--- Exercise passage Enclosed Below ---
Change in Wheat and Consequences

Why did the incidence of celiac disease in the United States increase four-fold in the last few decades? [1] As with the recent spike in the incidence of food allergies discussed here, we might wonder what caused this major and rapid change. Dr. William Davis, MD thinks it happened because wheat ceased being the tall, flexible "amber waves of grain" we sing about and was replaced with high-yielding dwarf wheat during those decades. [2] This is not a GMO strain: it was developed between 1948 and 1980 by intensive hybridization. The yield from this wheat may be ten-fold that of what was common with older varieties of wheat in the mid-20th century, but modern wheat cannot survive and thrive without chemical pest control and high-nitrogen chemical fertilization. It has enormous seed heads and stiff short stalks and is easier than the older strains of wheat to harvest and thresh. [3]

Dr. Davis, who is wheat sensitive, did an experiment using himself as the test subject. He obtained some einkorn, the wild 14-chromosome grain that is the original parent of all wheat, and made bread from it. He also made bread from organic modern 42-chromosome whole wheat. He ground each grain into flour and added only water and yeast to make each grain into a loaf of bread. He ate four ounces of the einkorn bread with no reaction. On another day he ate four ounces of the modern wheat bread and had a reaction that lasted for one and a half days. [4]

Dr. Davis wondered what difference between einkorn and modern wheat could have caused the reaction. Therefore, he searched scientific journals for an answer to this question and learned that the types gluten in modern wheat are about 95% from their parent strains of wheat, but 5% of the gluten is different, unique to modern wheat, and not found in older varieties of wheat. In one hybridization experiment, fourteen unique new gluten proteins were produced. [5] Additionally, he learned that the quantity of genes in modern wheat that code for gluten types associated with celiac disease is higher than in the wheat we ate fifty years ago. [6]

Jovial Foods has made einkorn flour readily available. This company was started by a husband and wife whose daughter is sensitive to gluten. They suspected that the changes in wheat over the last decades could be part of her problem. When they tried einkorn, their daughter tolerated it.
--- End of Enclosed Exercise passage ---
--- Data to examine Enclosed Below ---
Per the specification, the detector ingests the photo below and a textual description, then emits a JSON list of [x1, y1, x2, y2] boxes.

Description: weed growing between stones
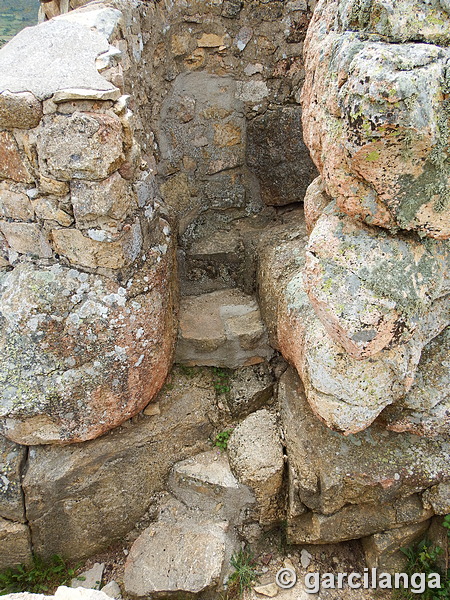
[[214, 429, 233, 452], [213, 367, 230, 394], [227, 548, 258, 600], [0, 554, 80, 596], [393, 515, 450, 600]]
--- End of Enclosed Data to examine ---
--- Data to examine Enclosed Below ---
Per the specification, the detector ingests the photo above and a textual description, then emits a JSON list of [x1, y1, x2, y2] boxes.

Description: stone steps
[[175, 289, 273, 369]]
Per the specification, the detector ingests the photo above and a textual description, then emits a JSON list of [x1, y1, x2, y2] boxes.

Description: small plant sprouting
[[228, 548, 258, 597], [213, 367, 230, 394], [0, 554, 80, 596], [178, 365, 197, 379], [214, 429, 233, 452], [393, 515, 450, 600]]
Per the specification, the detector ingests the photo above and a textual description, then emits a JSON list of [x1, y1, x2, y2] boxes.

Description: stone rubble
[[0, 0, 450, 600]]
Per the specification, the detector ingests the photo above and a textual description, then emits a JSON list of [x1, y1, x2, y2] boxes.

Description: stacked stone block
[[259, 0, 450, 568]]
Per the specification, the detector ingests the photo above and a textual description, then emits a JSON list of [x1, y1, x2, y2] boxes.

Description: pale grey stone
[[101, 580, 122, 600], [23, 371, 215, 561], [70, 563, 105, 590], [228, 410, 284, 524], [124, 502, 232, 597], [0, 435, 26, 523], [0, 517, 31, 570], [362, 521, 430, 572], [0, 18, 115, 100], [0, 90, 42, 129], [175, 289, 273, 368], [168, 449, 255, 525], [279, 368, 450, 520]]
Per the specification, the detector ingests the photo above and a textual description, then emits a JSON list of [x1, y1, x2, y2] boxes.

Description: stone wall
--- End of Enclosed Data to examine ---
--- Data to examine Enclosed Below ---
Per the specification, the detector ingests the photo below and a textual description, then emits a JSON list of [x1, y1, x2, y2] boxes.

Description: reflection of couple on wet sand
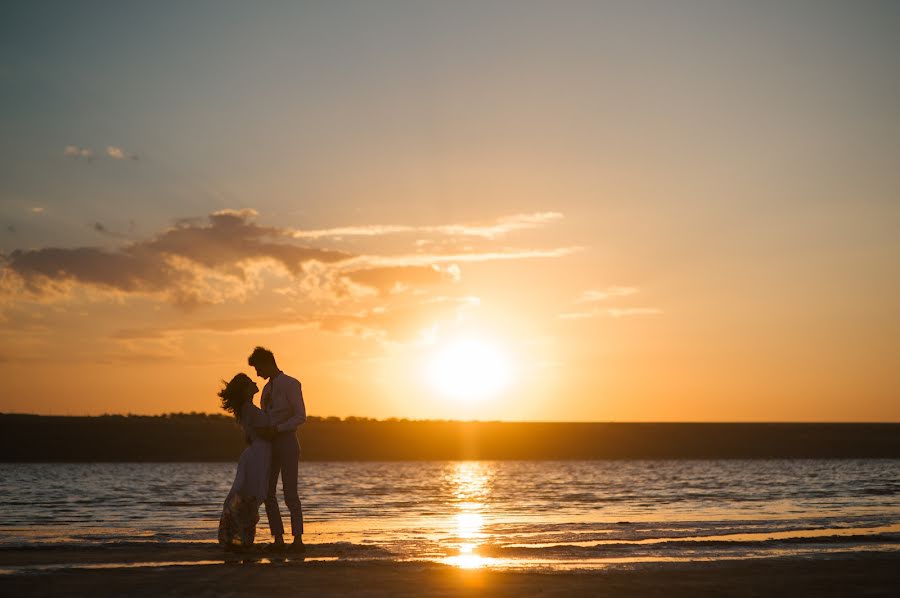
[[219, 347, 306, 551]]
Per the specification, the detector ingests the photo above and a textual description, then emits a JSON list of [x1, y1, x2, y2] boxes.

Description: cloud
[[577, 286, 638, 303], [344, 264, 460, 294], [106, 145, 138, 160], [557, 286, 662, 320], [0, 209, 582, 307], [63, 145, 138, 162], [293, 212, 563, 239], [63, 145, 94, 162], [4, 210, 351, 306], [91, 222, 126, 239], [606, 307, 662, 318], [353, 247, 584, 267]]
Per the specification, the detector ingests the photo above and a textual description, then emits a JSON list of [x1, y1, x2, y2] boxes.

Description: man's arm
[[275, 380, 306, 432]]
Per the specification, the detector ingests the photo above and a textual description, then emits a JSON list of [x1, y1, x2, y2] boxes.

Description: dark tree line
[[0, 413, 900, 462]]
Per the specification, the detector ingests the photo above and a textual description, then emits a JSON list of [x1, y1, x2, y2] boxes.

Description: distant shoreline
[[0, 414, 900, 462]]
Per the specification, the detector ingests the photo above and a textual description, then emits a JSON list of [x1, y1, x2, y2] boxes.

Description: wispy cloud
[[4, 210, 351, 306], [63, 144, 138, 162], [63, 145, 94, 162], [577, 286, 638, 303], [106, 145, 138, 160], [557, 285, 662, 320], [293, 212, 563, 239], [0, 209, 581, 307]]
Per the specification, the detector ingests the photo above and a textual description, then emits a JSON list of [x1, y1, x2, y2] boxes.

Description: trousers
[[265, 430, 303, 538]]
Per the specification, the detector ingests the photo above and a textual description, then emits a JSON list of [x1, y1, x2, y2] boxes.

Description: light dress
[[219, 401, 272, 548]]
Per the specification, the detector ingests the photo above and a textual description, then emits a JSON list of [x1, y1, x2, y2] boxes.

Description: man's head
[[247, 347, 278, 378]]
--- End of Enclosed Data to examine ---
**The problem**
Please translate this sentence from the text about changes in wheat into Spanish: "Jovial Foods has made einkorn flour readily available." The lines are separate material, unrelated to the text about changes in wheat.

**Solution for this task**
Jovial Foods ha hecho que la harina de einkorn esté fácilmente disponible.